§ Instructions to follow
Would you set down every line of the data below exactly as it reads?

● ● ● ●

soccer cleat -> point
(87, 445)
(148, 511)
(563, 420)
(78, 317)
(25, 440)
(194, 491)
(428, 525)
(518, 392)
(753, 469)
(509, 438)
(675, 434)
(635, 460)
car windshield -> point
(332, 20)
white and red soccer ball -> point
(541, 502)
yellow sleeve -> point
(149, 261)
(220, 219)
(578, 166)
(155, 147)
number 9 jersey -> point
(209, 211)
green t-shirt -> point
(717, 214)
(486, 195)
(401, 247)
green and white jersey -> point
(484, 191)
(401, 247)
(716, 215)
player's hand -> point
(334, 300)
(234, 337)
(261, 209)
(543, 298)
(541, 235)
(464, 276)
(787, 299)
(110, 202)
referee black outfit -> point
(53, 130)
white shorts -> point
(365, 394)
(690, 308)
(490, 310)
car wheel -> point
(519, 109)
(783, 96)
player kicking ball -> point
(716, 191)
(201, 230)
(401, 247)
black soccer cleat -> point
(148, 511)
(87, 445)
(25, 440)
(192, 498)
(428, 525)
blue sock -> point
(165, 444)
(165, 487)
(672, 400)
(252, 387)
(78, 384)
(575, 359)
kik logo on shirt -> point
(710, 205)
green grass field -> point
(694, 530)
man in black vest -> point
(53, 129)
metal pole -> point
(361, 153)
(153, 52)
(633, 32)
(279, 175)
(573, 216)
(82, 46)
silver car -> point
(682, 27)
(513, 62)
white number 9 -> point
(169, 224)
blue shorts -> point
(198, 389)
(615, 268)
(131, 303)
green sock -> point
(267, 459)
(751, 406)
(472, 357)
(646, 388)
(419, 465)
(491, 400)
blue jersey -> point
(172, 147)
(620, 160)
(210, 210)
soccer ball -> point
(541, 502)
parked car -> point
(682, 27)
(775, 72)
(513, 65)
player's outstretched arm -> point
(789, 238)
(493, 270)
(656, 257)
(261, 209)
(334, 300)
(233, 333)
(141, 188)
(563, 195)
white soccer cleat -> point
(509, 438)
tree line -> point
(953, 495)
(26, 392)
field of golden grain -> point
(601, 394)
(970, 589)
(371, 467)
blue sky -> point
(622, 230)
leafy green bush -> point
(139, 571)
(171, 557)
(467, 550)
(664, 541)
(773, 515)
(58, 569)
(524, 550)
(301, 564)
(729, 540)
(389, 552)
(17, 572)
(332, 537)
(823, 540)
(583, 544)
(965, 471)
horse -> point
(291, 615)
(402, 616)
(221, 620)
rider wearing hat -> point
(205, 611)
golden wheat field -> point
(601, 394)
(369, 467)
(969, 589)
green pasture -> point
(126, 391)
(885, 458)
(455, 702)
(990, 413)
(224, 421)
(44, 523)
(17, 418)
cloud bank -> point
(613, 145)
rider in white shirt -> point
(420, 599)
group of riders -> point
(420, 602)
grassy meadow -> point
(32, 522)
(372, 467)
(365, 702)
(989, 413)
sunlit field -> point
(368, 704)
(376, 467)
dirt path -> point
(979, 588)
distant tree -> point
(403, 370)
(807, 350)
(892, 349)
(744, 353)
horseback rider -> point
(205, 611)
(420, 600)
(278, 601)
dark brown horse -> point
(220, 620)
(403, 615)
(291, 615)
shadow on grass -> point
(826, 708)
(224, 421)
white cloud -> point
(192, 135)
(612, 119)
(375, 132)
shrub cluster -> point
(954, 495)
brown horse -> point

● ● ● ●

§ Answer section
soccer cleat -> point
(87, 445)
(148, 511)
(563, 420)
(78, 317)
(25, 440)
(194, 491)
(428, 525)
(518, 392)
(753, 469)
(509, 438)
(675, 434)
(635, 460)
car windshield -> point
(332, 20)
white and red soccer ball -> point
(541, 502)
yellow sleeve -> point
(149, 261)
(220, 219)
(578, 166)
(155, 147)
number 9 jersey -> point
(209, 211)
green t-shirt -> point
(717, 214)
(486, 195)
(401, 247)
green and white jersey -> point
(484, 191)
(401, 247)
(716, 215)
player's hand -> point
(334, 300)
(234, 337)
(261, 209)
(543, 298)
(541, 235)
(464, 276)
(787, 299)
(110, 202)
referee black outfit -> point
(53, 130)
white shorts -> point
(365, 394)
(690, 308)
(490, 310)
car wheel -> point
(519, 109)
(783, 96)
player kicking ball -> point
(716, 191)
(201, 230)
(401, 247)
black soccer cleat -> point
(148, 511)
(87, 445)
(25, 440)
(192, 498)
(428, 525)
blue sock -> point
(165, 444)
(165, 487)
(672, 400)
(252, 387)
(78, 384)
(575, 359)
kik logo on shirt -> point
(710, 205)
green grass field -> point
(694, 530)
man in black vest -> point
(53, 129)
metal pole -> point
(361, 153)
(153, 52)
(633, 32)
(279, 175)
(573, 216)
(82, 46)
silver car -> point
(682, 27)
(513, 62)
white number 9 -> point
(169, 224)
blue shorts -> point
(198, 389)
(615, 268)
(131, 303)
green sock -> point
(267, 459)
(751, 406)
(472, 357)
(646, 388)
(419, 465)
(491, 400)
blue jersey -> point
(172, 147)
(620, 160)
(210, 210)
soccer ball -> point
(541, 502)
parked car -> point
(682, 27)
(775, 72)
(513, 65)
player's outstretched arm -> point
(789, 238)
(493, 270)
(656, 257)
(261, 209)
(334, 300)
(233, 333)
(141, 188)
(563, 195)
white soccer cleat -> point
(509, 438)
tree line -> point
(953, 495)
(26, 392)
field of golden grain -> point
(601, 394)
(970, 589)
(371, 467)
blue sky -> point
(622, 230)
leafy green bush -> point
(139, 571)
(171, 557)
(467, 550)
(664, 541)
(773, 515)
(58, 569)
(524, 550)
(301, 564)
(729, 540)
(389, 552)
(17, 572)
(332, 537)
(823, 540)
(583, 544)
(965, 471)
horse -> point
(291, 615)
(402, 616)
(221, 620)
rider wearing hat -> point
(205, 611)
golden wheat field -> point
(601, 394)
(369, 467)
(969, 589)
green pasture -> point
(126, 391)
(885, 458)
(455, 702)
(990, 413)
(224, 421)
(44, 523)
(17, 418)
cloud bank -> point
(613, 145)
rider in white shirt -> point
(420, 599)
group of riders -> point
(420, 602)
grassy meadow -> point
(32, 522)
(372, 467)
(365, 702)
(989, 413)
sunlit field -> point
(368, 704)
(376, 467)
dirt path -> point
(979, 588)
distant tree -> point
(403, 370)
(807, 350)
(892, 349)
(744, 353)
horseback rider -> point
(205, 611)
(420, 600)
(278, 601)
dark brown horse -> point
(220, 620)
(403, 615)
(291, 615)
shadow on grass -> point
(826, 708)
(224, 421)
white cloud -> point
(192, 135)
(612, 119)
(375, 132)
shrub cluster -> point
(954, 495)
brown horse -> point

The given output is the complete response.